Segment Start: Source material

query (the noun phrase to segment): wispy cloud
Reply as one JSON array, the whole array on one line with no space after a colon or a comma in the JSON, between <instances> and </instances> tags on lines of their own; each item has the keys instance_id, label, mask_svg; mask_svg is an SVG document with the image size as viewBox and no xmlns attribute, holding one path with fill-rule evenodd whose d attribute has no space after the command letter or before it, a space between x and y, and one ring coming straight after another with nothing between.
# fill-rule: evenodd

Segment End: Source material
Segment Start: Source material

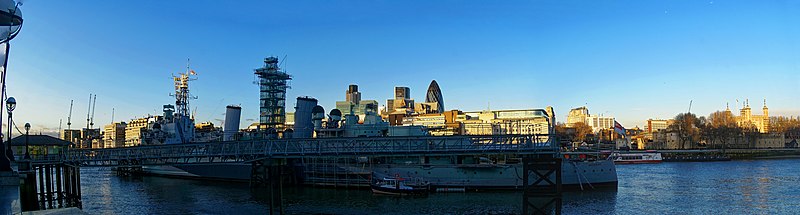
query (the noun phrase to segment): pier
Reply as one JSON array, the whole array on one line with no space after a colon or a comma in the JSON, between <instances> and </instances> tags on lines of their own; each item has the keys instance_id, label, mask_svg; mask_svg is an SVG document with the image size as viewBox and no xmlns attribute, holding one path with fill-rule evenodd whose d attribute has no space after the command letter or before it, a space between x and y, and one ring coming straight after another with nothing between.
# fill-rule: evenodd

Segment End: Source material
Segment Start: Source material

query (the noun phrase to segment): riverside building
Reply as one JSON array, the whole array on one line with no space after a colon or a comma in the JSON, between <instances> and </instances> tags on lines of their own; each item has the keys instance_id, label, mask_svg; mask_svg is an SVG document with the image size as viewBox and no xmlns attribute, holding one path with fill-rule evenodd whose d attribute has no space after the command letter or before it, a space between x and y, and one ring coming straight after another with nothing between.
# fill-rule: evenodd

Segment End: Source material

Look through the records for the string "query". Copy every line that has it.

* _Result for this exercise_
query (the noun phrase to segment): wispy cloud
query (the noun phrase to segment): pier
query (the noun phrase to segment): riverside building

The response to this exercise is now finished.